• **What is needed**: Please copy all of the lines in the entries below, including each request, and shift every point coordinate in the answers by adding 71 to it.

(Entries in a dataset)
▬▬▬▬▬▬▬▬▬▬
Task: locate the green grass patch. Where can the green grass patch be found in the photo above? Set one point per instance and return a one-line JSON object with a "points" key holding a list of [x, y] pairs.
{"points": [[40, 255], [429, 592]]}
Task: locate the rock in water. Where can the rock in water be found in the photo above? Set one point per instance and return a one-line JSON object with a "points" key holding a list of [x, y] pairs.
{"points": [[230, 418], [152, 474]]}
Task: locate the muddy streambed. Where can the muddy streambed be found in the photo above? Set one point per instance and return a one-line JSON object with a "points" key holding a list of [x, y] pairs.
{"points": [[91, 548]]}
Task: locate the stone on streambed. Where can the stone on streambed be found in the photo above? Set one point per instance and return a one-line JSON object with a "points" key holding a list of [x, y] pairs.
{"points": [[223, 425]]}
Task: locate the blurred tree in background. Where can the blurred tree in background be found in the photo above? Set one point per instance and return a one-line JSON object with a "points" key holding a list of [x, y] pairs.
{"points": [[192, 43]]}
▬▬▬▬▬▬▬▬▬▬
• **Complete response**:
Task: locate the green grass patch. Where can the green grass patch be found in the photo above? Set one point per instance and return a one-line JSON object with a "points" key holding a list of [x, y] pairs.
{"points": [[111, 326], [500, 663]]}
Task: locate the rock in water. Where can the rock in water be found in the photo above? Set one point per instance and return a one-line JSON object with a "points" key holding a list of [x, y] pairs.
{"points": [[301, 489], [223, 545]]}
Task: locate the muddy streambed. Where can the muddy streambed be found in the photo above? Set one point per instance and return a one-line JSON object with a "points" key holding a list of [x, y] pairs.
{"points": [[162, 619]]}
Task: locate the stone on streambed. Where can the stone on streambed be found in the photo above? Set one point per instance and return a one-line JSON object with a "points" key holding a list of [x, y] pairs.
{"points": [[294, 496]]}
Task: locate the blurred tree in background. Where can the blurred tree in background be found in the photo above? Set one point per instance and return a one-line JSON object with a "points" key holding a list of [x, y] pairs.
{"points": [[263, 114]]}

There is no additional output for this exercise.